:: PROBLEM STATEMENT ::
Copy every record exactly.

•••

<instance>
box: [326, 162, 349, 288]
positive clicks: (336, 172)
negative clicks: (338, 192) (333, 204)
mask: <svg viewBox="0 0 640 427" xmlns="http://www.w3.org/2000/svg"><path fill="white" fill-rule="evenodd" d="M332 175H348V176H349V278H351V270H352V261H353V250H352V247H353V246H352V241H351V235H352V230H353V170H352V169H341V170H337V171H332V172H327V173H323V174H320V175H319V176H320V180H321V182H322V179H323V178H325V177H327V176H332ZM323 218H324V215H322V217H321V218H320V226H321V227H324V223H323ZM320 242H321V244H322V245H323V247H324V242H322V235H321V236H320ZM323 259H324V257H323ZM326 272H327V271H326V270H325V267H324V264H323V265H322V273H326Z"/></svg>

•••

:: EXPECTED ANSWER ::
<instance>
box: [326, 162, 349, 288]
positive clicks: (336, 172)
negative clicks: (338, 192) (333, 204)
mask: <svg viewBox="0 0 640 427" xmlns="http://www.w3.org/2000/svg"><path fill="white" fill-rule="evenodd" d="M332 175H348V176H349V278H351V270H352V261H353V250H352V247H353V246H352V241H351V235H352V230H353V170H352V169H341V170H337V171H332V172H327V173H323V174H320V175H319V176H320V180H321V182H322V179H323V178H325V177H327V176H332ZM323 218H324V215H322V217H321V218H320V226H321V227H324V223H323ZM320 242H321V244H322V245H323V247H324V242H322V235H321V236H320ZM323 259H324V257H323ZM326 272H327V271H326V270H325V267H324V264H323V265H322V273H326Z"/></svg>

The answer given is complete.